Goal of the exercise – From top to bottom, write out the listing exactly.

Exercise inputs –
+++++

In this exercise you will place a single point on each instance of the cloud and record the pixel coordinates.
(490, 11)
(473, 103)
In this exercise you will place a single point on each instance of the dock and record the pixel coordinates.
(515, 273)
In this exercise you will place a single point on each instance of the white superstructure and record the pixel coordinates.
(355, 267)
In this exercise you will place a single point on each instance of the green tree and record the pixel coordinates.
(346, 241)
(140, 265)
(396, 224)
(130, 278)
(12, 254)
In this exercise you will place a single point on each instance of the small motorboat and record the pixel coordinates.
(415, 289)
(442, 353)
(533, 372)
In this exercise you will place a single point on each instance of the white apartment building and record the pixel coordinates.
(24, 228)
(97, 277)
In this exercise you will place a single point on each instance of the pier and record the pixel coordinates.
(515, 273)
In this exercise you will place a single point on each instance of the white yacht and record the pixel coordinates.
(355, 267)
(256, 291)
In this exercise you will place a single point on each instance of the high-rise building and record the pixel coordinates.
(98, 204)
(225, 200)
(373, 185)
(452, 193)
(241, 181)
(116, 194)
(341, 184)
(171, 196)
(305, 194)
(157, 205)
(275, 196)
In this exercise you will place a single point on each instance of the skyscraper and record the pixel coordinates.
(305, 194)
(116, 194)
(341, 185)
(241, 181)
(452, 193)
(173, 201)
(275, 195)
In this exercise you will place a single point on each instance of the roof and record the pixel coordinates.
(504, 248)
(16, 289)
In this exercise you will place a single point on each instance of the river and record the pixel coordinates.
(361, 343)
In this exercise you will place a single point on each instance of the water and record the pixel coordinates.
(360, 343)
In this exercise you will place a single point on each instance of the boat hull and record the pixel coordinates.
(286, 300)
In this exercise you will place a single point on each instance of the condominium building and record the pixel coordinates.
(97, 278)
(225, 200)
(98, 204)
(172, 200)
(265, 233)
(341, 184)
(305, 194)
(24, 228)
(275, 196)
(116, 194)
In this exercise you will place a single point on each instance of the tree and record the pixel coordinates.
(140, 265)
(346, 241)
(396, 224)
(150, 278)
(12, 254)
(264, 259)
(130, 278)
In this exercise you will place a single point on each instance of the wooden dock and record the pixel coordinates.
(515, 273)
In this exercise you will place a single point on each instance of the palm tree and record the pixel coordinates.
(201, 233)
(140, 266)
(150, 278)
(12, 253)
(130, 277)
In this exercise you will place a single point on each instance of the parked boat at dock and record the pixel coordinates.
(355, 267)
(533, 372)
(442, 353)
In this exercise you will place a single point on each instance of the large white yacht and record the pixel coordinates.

+++++

Exercise answer –
In this exercise you will place a single point on each instance of the cloud and record the pixel coordinates.
(490, 11)
(473, 103)
In this exercise you will place a single point on each instance of the dock and record the pixel coordinates.
(515, 273)
In this exercise you will place a single point on each instance of the white superstructure and record the pixel coordinates.
(355, 267)
In this exercise you will place a single point on each instance of the green tree and record the pixel coordinates.
(346, 241)
(140, 265)
(396, 224)
(130, 278)
(12, 254)
In this exercise you will place a single point on each instance of the small motorboat and record the pixel coordinates.
(415, 289)
(442, 353)
(533, 372)
In this exercise you will place a single point on each instance of the white apartment building and record the pixel coordinates.
(24, 228)
(97, 277)
In this exercise you will place a single point on each instance of the pier and record the pixel coordinates.
(515, 273)
In this exercise you will place a single point on each instance of the white yacht and record the pixel coordinates.
(355, 267)
(256, 291)
In this exercise you will place a single point on each instance of the high-rise building and record the pixel coordinates.
(98, 204)
(225, 200)
(373, 185)
(452, 193)
(241, 181)
(116, 194)
(341, 184)
(171, 196)
(305, 194)
(157, 205)
(275, 196)
In this exercise you will place a single point on each instance of the skyscraper and record the pixel coordinates.
(305, 194)
(116, 194)
(341, 185)
(241, 181)
(452, 193)
(173, 201)
(275, 195)
In this exercise you will place a single point on each instance of the roof and record the pixel coordinates.
(504, 248)
(16, 289)
In this exercise you will place a single point on each instance of the river and record the pixel coordinates.
(361, 343)
In this exercise you will place a single point on each instance of the water and record the pixel coordinates.
(360, 343)
In this exercise you will place a single point on each instance of the boat hull and record the pixel coordinates.
(286, 300)
In this exercise you will place a single point on each instance of the condominium building and record the pixel coordinates.
(97, 278)
(225, 200)
(98, 204)
(172, 200)
(265, 233)
(341, 184)
(305, 194)
(24, 228)
(275, 196)
(116, 194)
In this exercise you will place a single point on each instance of the tree and record the pixel coordinates.
(140, 265)
(346, 241)
(396, 224)
(150, 278)
(12, 254)
(264, 259)
(130, 278)
In this exercise you will place a single point on each instance of the wooden dock and record the pixel coordinates.
(515, 273)
In this exercise you will place a single point on each instance of the palm tree and record the pixel coordinates.
(201, 233)
(140, 266)
(150, 278)
(12, 253)
(130, 277)
In this exercise you will place a single point on each instance of the parked boat at dock and record the pixel coordinates.
(355, 267)
(533, 372)
(442, 353)
In this exercise you will place a single point on each instance of the large white yacht and record the pixel coordinates.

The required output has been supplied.